**Objective:** Using the entries below, output exactly the line containing "Mark each instance of the mop head" and all lines that follow it to the end.
▼▼▼
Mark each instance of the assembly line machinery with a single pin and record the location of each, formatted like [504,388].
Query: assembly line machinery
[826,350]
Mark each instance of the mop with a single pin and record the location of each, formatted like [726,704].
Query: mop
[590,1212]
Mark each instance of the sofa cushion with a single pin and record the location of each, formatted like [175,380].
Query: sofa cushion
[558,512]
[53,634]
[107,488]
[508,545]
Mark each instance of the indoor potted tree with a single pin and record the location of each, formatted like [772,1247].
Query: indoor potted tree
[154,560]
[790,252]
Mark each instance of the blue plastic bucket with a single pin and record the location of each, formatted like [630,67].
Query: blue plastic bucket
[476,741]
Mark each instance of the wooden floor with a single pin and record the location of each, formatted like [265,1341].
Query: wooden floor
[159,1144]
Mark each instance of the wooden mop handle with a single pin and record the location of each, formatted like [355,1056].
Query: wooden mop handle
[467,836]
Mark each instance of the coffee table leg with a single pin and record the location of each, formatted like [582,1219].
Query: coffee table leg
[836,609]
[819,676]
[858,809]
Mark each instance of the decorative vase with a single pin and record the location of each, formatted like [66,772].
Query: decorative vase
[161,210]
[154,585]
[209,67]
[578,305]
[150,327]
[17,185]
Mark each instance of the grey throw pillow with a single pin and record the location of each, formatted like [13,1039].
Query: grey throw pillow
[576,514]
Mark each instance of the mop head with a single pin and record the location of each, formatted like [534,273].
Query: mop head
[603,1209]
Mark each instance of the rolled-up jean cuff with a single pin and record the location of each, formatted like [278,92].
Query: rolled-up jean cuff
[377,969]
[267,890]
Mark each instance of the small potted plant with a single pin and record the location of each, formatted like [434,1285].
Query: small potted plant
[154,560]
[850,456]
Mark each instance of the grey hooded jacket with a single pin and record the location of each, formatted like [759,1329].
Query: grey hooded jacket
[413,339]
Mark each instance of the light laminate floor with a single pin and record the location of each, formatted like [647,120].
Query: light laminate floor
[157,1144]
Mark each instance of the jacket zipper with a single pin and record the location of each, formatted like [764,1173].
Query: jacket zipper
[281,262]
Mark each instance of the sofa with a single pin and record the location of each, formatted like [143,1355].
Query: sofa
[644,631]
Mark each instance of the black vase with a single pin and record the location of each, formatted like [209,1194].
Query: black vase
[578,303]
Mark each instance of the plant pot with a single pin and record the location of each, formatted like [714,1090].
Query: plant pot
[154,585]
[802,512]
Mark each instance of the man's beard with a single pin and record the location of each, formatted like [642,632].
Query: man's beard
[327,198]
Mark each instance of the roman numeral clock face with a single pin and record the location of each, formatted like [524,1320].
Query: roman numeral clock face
▲▲▲
**Output:**
Mark each instance of the mop head with a single pin and record the location of each, formatted like [534,273].
Query: mop head
[603,1209]
Mark each instance of the rolled-up jean cuff with a single pin and record the location of each, formatted like [278,92].
Query: rolled-up jean cuff
[377,969]
[267,890]
Mark each instance of the small potted plant with a single pin and record the location of each, formatted like [434,1285].
Query: small potted plant
[154,560]
[850,456]
Mark each instance of the grey hooded jacket with a single pin and record the location of each, formatted like [759,1329].
Query: grey hooded jacket
[413,339]
Mark each instance of the light laminate floor with a single pin and record the location of each, formatted like [647,120].
Query: light laminate floor
[157,1144]
Mark each instance of the jacket zipper with a single pin and record the location of each, formatted like [764,1173].
Query: jacket zipper
[281,262]
Mark each instance of the sofa with a single pin and record the location of each, formatted like [143,1355].
Query: sofa
[644,631]
Mark each instance of the black vase with a single pin and record the location of each, formatted like [209,1194].
Query: black vase
[578,303]
Mark each instance of the plant pot with a single pin and record the location of each, formatted like [714,1090].
Query: plant pot
[154,585]
[802,512]
Mark each instance of the man's beard with a single pin and record the location of each, formatted like [642,632].
Query: man's beard
[327,198]
Mark each instance of the roman numeral clock face with a single pin and record the location of each, formatted like [524,1320].
Query: roman numeral clock face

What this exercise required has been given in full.